>> BEGIN SELECTED EXCERPT

My Grandmother And John Wesley (22 April 1977)
My grandmother had a curious way of dealing with the more perplexing of her personal problems. “Pass me the good book, bairn,” she ordered. So I fetched the Bible and placed it on her lap. She then closed her eyes in prayer, opened the good book at random, placed her index finger on the page, then opened her eyes, read the sentence indicated by her finger and lo! All her troubles were over!
I forgot all about that little custom for the next 60 years. Then I read John Wesley’s Journal and in a flash it all came back to me.
For in that day by day account of his prodigious missionary work, Wesley tells of doing much the same thing and also of using it when seeking a text for one of his 40,0000 sermons. So my grandmother, who was a Methodist, born in the 1850’s, had only been following the practice of her great mentor, who had drawn his last breath less than 60 years earlier!
Which reminds me that this year should be an important one for North Bucks Methodists, for it sees the 200th anniversary of Wesley’s first preaching in this district. This took place at Stony Stratford on July 30, 1777. The meeting was arranged to be held in a large barn, but the barn was not large enough to contain the congregation.
I am not surprised at this. Wesley was born in 1703 and died in 1791. Therefore he was already 74 years old when he came here. Methodist groups and societies were already proliferating throughout the country in places such as Stony, which had never seen the great man himself, though no doubt they had been visited by one of his several very able lieutenants.
Methodism spread in North Bucks as other non-conformist denominations had spread – first the cottage meeting, then the barn meeting and finally, after some years, the meeting in the local society’s very own little chapel. Nothing much could be afforded in the way of fancy architecture.
Once a number of societies had been set up or projected in a given area, they were formed into a circuit in accordance with Wesley’s own directions. I think Stony’s chapel must be accounted as the first local one. However, in those days, Newport Pagnell was the “capital” of North Bucks, and the local circuit was named the Newport Pagnell Circuit and remained so for many years afterwards.

>> END SELECTED EXCERPT

## WRITTEN TASK 1
Please copy the Wesley article word for word from "Once a number" to "many years afterwards.".

>> BEGIN DATA PROVIDED

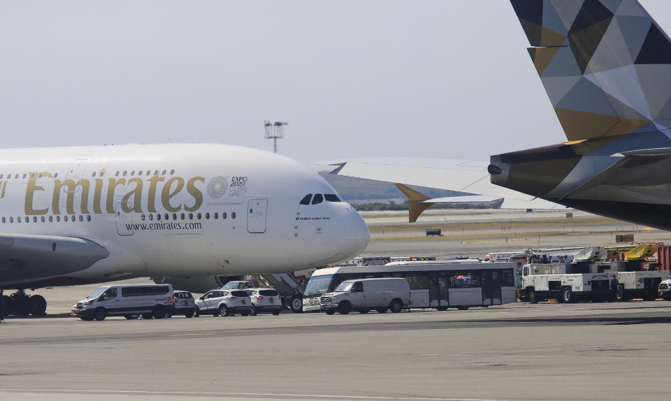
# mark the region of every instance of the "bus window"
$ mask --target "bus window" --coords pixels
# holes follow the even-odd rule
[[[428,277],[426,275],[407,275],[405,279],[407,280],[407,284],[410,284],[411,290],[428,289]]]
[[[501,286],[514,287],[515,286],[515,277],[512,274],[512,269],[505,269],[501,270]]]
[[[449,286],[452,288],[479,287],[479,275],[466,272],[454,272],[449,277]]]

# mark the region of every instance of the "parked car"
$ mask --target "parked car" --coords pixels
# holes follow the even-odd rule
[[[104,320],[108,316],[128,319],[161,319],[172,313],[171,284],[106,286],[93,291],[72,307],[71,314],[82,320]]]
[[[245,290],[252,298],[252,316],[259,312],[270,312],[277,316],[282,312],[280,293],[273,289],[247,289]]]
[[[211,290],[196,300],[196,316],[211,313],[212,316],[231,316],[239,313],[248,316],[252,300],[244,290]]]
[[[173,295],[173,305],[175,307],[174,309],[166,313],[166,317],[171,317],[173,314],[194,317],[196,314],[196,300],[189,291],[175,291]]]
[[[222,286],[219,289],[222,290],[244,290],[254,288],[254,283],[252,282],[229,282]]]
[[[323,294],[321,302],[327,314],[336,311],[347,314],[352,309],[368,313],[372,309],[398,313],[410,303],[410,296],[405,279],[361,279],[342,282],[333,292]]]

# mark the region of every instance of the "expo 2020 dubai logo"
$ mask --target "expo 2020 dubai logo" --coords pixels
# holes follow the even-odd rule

>> END DATA PROVIDED

## WRITTEN TASK 2
How many lines of the listing contain the word "window"? Answer with the number alone.

## FINISHED ANSWER 1
Once a number of societies had been set up or projected in a given area, they were formed into a circuit in accordance with Wesley’s own directions. I think Stony’s chapel must be accounted as the first local one. However, in those days, Newport Pagnell was the “capital” of North Bucks, and the local circuit was named the Newport Pagnell Circuit and remained so for many years afterwards.

## FINISHED ANSWER 2
2